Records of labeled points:
** start **
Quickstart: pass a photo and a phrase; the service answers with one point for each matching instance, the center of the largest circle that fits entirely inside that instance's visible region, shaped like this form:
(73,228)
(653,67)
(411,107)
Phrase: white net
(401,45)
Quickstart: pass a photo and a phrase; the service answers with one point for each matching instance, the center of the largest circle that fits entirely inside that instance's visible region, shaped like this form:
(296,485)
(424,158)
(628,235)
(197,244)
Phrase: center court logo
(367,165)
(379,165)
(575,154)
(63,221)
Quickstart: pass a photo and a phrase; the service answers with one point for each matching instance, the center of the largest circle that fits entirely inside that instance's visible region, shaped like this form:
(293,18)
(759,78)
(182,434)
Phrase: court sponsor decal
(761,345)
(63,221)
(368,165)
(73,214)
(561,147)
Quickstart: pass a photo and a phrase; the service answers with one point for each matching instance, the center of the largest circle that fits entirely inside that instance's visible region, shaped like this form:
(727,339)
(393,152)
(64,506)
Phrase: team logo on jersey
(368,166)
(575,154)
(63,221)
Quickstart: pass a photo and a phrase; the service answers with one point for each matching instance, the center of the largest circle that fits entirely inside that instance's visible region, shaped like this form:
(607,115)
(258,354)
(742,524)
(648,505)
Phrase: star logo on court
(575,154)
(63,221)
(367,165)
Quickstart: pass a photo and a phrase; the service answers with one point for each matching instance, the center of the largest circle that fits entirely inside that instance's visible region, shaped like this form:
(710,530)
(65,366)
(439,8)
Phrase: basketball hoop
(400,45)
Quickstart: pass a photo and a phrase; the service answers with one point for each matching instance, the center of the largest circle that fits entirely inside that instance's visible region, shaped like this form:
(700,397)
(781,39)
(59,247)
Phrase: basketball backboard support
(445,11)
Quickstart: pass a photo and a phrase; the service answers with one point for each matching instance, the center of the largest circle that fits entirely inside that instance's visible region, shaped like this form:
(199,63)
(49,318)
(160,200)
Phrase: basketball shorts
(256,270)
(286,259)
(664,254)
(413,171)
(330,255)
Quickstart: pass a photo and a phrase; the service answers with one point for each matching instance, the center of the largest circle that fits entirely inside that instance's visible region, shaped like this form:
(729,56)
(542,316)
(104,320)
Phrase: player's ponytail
** end **
Your task is to quote the listing above word for word.

Quickstart: pass a photo and a phrase; the service answers with one point for each matching instance, the center of the largest circle that fits entirely inside that instance's visible region, shaped like this form:
(73,228)
(653,67)
(411,107)
Phrase: white net
(401,45)
Quickstart: pass a photo and a phrase; the service answers with one point for each matching instance, the center of the largest circle that fits entirely inside that instance's visible region, shaped like this form:
(296,485)
(424,158)
(628,235)
(197,244)
Phrase: center court logo
(367,165)
(379,165)
(575,154)
(63,221)
Quickstart: pass a photo and a phrase; the service answers with one point for each matching instance, the center of the largest circle that fits entirely inside that instance's visible region, shaped like this form:
(293,18)
(759,78)
(182,434)
Phrase: court sponsor decal
(761,345)
(63,221)
(368,165)
(73,214)
(561,147)
Quickstart: pass a photo and a phrase; the service answers with one point for each matching instance, the center of the largest circle that fits entirely inside that instance's visible region, shaped like this form:
(727,339)
(393,152)
(64,506)
Phrase: team logo on jersey
(368,166)
(575,154)
(63,221)
Quickstart: pass a photo and a phrase; the service answers with one point for each matching instance, the center of the largest circle that fits entirely inside that instance's visible region, shaped like this form:
(607,115)
(258,354)
(742,524)
(648,505)
Phrase: star logo on court
(575,154)
(63,221)
(367,165)
Quickstart: pass a photo and a phrase; the service answers with one point for each matching instance, the center of the largest circle that fits entirely inside that instance's visible region, shaped like this form:
(710,530)
(65,366)
(439,8)
Phrase: basketball hoop
(400,45)
Quickstart: pass a photo and a phrase; the service answers with one point for each matching instance, the center of the largest circle that fits entirely inside that instance's visible region, shaped like this form:
(700,397)
(781,39)
(59,247)
Phrase: basketball backboard support
(445,11)
Quickstart: pass a photo and a phrase; the service answers with one point for each matching instance, the center of the largest circle that fits entirely inside that instance's visible region, shaped like this form:
(199,63)
(49,318)
(160,200)
Phrase: basketball shorts
(256,270)
(286,259)
(664,254)
(413,171)
(330,255)
Quickstart: pass a photo and a phrase; the service answers with one point for each matching instance, the center of the largest circle that fits entirely inside that instance's visible region, shaped like this form:
(729,56)
(542,316)
(104,320)
Phrase: player's ponytail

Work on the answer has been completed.